Select the lines below containing the word "girl".

------ Entries shown ------

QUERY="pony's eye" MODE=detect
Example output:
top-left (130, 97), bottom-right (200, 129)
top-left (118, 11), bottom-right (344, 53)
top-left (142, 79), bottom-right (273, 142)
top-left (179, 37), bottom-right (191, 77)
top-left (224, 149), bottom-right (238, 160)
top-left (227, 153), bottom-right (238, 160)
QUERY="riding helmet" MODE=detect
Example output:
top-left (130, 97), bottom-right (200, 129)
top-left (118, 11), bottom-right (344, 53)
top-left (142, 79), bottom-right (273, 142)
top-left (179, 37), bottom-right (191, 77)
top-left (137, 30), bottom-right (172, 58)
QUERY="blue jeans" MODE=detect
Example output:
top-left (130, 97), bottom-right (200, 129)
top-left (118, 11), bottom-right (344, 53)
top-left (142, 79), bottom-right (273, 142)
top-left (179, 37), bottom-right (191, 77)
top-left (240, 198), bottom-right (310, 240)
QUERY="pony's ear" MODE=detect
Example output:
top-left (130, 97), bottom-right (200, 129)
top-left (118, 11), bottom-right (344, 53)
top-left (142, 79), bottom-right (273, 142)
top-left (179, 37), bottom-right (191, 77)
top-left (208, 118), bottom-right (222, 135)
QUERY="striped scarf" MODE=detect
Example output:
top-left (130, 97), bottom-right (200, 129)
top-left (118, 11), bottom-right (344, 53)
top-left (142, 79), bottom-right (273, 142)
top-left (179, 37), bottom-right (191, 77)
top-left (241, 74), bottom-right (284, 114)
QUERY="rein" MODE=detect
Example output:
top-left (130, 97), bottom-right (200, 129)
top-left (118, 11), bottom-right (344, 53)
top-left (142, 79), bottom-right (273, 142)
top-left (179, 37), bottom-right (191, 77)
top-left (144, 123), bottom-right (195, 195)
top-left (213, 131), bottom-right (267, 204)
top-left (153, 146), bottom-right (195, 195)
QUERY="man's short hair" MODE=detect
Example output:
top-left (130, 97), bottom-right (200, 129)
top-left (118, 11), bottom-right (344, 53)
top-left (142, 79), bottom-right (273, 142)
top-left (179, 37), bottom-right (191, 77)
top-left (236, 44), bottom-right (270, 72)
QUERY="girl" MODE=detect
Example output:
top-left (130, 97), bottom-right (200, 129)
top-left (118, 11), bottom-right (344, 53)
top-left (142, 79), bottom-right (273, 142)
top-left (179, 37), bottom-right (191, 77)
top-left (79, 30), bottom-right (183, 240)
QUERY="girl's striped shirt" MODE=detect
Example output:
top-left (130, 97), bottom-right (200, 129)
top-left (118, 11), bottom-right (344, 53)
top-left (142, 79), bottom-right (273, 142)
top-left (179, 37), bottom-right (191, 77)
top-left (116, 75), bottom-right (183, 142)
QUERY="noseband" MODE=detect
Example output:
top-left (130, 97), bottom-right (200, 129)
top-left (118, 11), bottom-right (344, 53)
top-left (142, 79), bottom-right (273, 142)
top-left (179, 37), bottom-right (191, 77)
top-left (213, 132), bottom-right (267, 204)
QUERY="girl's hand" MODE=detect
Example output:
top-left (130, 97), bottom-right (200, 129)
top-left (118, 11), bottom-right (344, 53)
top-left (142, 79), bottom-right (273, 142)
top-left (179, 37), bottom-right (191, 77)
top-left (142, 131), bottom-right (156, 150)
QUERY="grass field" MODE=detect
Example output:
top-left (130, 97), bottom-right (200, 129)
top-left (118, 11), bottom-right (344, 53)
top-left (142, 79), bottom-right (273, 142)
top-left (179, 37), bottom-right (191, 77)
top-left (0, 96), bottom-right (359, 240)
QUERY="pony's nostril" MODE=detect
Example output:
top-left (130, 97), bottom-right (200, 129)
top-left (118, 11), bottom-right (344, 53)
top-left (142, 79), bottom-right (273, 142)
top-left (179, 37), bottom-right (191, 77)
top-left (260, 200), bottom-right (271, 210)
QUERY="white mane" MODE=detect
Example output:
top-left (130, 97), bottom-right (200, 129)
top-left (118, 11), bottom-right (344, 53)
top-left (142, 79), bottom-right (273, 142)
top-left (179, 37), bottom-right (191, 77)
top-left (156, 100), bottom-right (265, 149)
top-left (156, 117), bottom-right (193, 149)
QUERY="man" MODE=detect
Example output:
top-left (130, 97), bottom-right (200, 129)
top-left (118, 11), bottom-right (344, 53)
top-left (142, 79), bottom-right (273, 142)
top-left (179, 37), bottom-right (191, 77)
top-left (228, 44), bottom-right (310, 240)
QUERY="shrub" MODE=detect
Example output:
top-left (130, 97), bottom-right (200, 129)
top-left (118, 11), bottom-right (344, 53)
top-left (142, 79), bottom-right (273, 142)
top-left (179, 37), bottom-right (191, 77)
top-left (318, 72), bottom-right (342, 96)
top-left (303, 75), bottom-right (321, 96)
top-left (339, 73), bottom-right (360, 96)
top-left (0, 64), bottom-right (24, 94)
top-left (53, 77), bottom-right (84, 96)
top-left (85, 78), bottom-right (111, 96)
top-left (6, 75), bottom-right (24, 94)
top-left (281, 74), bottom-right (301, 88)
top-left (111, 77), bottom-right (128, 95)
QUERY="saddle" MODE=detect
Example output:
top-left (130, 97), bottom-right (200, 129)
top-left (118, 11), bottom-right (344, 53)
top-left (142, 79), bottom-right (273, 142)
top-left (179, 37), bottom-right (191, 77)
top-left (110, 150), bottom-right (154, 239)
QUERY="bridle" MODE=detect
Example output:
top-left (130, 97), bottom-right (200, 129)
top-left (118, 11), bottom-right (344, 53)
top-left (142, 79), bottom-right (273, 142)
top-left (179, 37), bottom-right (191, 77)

------

▶ [Exercise response]:
QUERY="girl" MODE=detect
QUERY="girl's striped shirt" MODE=detect
QUERY="girl's hand" MODE=detect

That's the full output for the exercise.